Segment Open

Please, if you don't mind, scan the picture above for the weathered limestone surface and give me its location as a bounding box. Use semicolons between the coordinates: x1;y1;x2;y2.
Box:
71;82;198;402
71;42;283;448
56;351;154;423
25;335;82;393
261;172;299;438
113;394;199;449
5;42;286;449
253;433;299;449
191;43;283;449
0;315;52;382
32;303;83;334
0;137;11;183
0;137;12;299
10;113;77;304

Segment Closed

* **TASK DIRECTIONS**:
Copy every entry exactly, missing none.

* **SOLUTION FOR THIS TASK**:
Please, if you don't mind, scan the picture above for the weathered limestone surface and give me its location as a bounding box. Use semicolons between the coordinates: x1;y1;x2;y2.
Box:
71;82;198;402
71;42;283;448
56;351;154;423
25;335;82;393
261;172;299;438
113;394;199;449
5;42;286;449
253;433;299;449
191;43;283;449
0;315;52;382
32;303;83;334
0;137;11;183
0;137;12;299
10;113;77;304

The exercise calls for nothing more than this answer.